Your task:
Starting at the line that contains "Target: red flame relief" and ending with the last line of the items, list those lines in a numbered list, omitting any blank lines.

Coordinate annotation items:

►

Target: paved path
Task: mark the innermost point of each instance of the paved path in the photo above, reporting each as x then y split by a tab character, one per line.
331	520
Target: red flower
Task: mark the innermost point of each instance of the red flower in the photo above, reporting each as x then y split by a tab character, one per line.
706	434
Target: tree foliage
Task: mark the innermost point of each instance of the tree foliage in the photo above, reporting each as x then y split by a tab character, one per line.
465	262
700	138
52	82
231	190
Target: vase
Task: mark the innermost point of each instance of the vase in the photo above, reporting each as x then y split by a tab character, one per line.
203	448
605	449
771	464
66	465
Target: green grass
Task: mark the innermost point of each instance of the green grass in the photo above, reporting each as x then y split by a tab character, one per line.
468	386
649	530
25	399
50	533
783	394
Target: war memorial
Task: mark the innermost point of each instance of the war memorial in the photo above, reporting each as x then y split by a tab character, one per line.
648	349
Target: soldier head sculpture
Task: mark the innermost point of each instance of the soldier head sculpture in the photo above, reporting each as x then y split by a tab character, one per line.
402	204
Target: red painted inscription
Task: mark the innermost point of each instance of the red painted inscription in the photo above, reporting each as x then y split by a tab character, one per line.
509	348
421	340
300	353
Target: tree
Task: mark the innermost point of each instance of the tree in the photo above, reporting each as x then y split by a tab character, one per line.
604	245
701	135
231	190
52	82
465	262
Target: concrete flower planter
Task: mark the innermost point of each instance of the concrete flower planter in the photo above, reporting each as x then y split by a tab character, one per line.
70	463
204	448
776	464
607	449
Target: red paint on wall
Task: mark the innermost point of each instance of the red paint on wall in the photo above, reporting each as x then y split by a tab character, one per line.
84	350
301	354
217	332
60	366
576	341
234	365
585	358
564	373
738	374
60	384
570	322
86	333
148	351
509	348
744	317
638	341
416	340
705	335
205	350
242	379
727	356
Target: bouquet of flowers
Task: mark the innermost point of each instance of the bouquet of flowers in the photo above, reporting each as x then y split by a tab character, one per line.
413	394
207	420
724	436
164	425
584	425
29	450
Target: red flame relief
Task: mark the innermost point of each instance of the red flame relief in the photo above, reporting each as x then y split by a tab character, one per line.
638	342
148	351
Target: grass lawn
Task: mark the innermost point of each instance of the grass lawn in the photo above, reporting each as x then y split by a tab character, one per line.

◄

Result of the exercise:
1. Target: red flame relief
2. Task: mark the innermost point of each instance of the red flame relief in the photo above, reporting each as x then y split by a tab character, one per line.
3. 638	342
4. 148	351
5. Target: grass lawn
6. Task: mark the innermost point of each instance of the grass lawn in the photo above, reporting each as x then y split by a tab character, one per line.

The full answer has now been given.